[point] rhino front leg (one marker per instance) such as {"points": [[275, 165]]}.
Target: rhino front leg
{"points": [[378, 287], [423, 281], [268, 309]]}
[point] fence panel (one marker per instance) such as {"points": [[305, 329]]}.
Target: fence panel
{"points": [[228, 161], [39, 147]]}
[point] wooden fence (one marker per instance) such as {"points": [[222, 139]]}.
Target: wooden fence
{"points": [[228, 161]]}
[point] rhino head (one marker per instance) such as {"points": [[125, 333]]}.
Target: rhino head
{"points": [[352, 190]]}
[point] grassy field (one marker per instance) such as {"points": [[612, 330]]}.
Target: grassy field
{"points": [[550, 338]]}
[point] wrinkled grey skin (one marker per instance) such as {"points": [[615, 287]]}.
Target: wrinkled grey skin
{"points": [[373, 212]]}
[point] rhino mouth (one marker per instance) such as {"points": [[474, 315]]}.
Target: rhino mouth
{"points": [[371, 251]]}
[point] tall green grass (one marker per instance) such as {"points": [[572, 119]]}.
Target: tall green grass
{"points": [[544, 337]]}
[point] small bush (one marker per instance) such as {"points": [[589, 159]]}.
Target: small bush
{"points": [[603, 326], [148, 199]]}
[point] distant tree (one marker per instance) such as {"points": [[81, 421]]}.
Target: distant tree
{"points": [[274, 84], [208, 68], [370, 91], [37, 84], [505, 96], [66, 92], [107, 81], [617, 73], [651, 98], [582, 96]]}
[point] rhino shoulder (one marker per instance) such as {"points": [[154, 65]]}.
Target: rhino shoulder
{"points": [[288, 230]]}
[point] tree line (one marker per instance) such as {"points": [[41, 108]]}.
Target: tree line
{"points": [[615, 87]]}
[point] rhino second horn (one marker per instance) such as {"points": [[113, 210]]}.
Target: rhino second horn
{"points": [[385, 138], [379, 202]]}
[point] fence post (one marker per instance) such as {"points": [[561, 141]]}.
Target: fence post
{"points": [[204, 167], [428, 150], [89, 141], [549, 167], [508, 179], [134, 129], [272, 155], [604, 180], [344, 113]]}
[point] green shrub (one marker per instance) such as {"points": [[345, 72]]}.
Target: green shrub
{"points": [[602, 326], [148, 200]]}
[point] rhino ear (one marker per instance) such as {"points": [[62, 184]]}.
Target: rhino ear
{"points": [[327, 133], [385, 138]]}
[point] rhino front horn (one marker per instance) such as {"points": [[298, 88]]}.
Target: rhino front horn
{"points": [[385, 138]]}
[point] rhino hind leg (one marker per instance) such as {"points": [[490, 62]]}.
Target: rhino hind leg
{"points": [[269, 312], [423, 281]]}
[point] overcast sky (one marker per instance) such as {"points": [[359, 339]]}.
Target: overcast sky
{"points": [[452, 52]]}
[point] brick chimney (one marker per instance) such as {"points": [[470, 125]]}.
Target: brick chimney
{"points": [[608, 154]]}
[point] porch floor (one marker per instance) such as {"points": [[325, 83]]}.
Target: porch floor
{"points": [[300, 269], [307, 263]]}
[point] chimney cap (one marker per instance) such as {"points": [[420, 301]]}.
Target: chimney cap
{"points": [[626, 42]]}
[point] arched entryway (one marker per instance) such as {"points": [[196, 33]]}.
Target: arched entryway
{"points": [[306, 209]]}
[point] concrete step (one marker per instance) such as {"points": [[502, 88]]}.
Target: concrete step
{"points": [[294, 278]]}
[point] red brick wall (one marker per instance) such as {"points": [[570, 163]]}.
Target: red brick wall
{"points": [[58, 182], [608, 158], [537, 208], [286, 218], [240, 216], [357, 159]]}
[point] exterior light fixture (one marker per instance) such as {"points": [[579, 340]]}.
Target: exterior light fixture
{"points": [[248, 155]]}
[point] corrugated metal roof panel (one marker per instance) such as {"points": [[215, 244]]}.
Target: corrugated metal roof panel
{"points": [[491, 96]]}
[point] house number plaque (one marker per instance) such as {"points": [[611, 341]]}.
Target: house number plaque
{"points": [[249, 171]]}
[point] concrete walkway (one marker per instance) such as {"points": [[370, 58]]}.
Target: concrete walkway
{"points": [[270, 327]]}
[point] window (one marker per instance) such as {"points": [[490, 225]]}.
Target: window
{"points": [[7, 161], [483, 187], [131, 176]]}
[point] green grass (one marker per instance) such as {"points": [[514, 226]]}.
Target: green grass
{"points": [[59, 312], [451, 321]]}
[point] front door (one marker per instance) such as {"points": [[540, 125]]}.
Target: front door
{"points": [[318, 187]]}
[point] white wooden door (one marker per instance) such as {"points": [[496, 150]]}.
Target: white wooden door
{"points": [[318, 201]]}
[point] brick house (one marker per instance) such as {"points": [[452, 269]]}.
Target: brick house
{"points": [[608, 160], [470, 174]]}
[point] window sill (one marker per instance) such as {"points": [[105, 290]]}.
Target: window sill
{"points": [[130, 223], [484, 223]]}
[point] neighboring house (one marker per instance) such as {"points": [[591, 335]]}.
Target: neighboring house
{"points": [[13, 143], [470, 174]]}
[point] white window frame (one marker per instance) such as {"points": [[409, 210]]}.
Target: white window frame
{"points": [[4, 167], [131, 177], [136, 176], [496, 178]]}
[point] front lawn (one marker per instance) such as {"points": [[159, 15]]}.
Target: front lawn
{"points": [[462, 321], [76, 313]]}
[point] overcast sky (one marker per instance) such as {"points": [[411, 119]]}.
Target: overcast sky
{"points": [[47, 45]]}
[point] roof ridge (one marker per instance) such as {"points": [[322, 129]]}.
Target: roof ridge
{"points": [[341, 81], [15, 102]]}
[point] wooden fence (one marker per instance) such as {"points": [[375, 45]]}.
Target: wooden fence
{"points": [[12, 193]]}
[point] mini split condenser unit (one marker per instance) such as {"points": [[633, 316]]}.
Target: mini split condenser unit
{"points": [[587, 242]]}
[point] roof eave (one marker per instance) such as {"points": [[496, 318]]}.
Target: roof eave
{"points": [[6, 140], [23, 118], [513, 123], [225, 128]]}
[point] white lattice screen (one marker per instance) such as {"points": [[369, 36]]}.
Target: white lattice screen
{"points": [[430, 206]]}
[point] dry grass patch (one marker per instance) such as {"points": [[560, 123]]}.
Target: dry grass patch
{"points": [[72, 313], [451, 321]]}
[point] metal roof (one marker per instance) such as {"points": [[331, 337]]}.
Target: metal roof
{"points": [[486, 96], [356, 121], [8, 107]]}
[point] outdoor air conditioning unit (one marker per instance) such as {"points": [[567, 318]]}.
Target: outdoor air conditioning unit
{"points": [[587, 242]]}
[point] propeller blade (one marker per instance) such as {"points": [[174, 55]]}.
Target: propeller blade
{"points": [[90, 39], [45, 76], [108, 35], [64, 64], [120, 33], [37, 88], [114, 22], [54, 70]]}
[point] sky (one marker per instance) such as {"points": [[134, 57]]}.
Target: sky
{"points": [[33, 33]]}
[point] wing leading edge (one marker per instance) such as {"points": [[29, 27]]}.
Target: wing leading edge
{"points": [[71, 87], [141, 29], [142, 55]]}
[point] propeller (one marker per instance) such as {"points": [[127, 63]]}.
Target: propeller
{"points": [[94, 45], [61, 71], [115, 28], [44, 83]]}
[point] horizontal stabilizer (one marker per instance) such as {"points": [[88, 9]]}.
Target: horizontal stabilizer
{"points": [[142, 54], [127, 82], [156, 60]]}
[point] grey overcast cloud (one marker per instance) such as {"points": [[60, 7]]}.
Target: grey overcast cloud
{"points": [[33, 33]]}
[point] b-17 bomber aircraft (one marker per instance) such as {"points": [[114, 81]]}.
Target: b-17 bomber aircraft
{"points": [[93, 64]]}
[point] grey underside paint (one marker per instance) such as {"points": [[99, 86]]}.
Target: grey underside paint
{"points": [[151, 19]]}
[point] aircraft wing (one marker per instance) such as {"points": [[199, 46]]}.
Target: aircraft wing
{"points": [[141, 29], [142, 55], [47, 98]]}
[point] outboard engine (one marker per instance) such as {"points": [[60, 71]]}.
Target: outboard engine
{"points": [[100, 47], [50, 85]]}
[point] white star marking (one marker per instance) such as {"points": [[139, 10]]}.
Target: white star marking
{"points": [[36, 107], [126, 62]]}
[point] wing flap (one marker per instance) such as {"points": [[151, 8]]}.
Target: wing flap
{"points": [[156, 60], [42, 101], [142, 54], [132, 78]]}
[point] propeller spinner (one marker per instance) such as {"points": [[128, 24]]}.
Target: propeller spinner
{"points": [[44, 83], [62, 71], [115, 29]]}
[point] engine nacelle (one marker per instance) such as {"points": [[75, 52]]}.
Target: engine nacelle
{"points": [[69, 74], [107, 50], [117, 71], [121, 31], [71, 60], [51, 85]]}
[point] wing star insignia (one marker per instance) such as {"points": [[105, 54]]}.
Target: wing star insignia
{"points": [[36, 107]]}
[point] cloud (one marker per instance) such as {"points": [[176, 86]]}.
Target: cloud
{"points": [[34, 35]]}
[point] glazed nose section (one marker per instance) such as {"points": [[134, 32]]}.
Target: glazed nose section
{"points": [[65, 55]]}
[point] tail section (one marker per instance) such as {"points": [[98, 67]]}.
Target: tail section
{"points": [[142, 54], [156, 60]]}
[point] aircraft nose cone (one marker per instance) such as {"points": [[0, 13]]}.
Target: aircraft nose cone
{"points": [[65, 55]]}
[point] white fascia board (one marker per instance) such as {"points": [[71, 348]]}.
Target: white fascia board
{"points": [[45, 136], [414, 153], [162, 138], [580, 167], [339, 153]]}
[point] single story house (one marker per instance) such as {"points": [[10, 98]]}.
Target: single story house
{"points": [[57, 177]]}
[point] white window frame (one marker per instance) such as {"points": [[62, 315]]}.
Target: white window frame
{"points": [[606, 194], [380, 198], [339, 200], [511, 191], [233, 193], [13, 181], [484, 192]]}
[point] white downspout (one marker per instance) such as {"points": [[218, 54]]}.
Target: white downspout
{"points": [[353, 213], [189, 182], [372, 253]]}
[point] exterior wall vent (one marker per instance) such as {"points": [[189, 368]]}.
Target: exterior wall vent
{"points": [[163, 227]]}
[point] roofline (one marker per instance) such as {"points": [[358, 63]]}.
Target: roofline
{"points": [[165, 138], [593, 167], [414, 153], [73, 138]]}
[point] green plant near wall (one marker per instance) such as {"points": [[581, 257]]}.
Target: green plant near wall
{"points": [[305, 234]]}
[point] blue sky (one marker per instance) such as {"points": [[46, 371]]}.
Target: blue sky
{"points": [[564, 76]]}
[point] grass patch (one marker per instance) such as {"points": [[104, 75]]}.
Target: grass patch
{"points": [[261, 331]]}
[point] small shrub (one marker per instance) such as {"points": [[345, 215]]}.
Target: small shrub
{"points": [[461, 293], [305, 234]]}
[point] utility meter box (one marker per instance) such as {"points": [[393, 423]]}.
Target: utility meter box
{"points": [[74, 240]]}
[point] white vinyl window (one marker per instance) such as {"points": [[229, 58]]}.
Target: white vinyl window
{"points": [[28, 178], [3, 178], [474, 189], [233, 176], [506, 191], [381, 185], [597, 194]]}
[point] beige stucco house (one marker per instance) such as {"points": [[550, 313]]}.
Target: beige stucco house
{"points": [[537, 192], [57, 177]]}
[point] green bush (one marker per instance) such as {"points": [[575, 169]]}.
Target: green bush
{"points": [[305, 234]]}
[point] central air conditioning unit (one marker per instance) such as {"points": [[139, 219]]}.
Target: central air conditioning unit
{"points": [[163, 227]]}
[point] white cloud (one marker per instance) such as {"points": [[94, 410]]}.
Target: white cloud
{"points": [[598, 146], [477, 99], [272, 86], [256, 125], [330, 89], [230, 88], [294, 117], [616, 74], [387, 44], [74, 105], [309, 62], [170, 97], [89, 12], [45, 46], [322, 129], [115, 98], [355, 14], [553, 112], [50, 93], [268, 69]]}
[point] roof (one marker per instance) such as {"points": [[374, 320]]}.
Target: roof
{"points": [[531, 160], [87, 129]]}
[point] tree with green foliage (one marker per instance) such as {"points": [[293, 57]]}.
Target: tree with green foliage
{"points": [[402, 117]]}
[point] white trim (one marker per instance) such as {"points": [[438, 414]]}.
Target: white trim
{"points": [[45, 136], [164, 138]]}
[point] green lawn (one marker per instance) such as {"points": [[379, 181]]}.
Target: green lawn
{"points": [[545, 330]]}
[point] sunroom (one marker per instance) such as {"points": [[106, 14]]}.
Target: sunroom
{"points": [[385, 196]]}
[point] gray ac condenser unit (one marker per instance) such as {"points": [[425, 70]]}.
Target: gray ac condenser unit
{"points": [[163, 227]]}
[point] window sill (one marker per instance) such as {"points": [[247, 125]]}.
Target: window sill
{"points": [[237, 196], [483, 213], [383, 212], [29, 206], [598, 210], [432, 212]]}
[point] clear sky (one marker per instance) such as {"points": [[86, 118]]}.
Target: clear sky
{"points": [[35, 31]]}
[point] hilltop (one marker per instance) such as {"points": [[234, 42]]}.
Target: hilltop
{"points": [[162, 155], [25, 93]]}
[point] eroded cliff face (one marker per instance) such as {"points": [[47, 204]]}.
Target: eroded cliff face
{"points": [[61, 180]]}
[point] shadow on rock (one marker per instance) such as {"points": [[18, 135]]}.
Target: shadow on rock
****
YOUR GOAL:
Transcribe exactly, and only, the lines from the one bearing "[point] sunroom (one" through the last line of the entries, counting both.

TASK RESPONSE:
[point] sunroom (one marker per instance) such as {"points": [[106, 14]]}.
Target: sunroom
{"points": [[385, 196]]}
[point] gray ac condenser unit (one marker per instance) such as {"points": [[425, 70]]}.
Target: gray ac condenser unit
{"points": [[163, 227]]}
[point] window sill (one marker per instance) such as {"points": [[247, 125]]}.
Target: window sill
{"points": [[237, 196], [483, 213], [383, 212], [29, 206], [598, 210], [432, 212]]}
[point] clear sky (one marker per instance) such as {"points": [[86, 118]]}.
Target: clear sky
{"points": [[35, 31]]}
[point] hilltop (one marker per instance) such as {"points": [[234, 42]]}.
Target: hilltop
{"points": [[162, 155], [25, 93]]}
[point] eroded cliff face (one marker per instance) such as {"points": [[47, 204]]}.
Target: eroded cliff face
{"points": [[61, 180]]}
[point] shadow on rock (one marker per instance) such as {"points": [[18, 135]]}.
Target: shadow on rock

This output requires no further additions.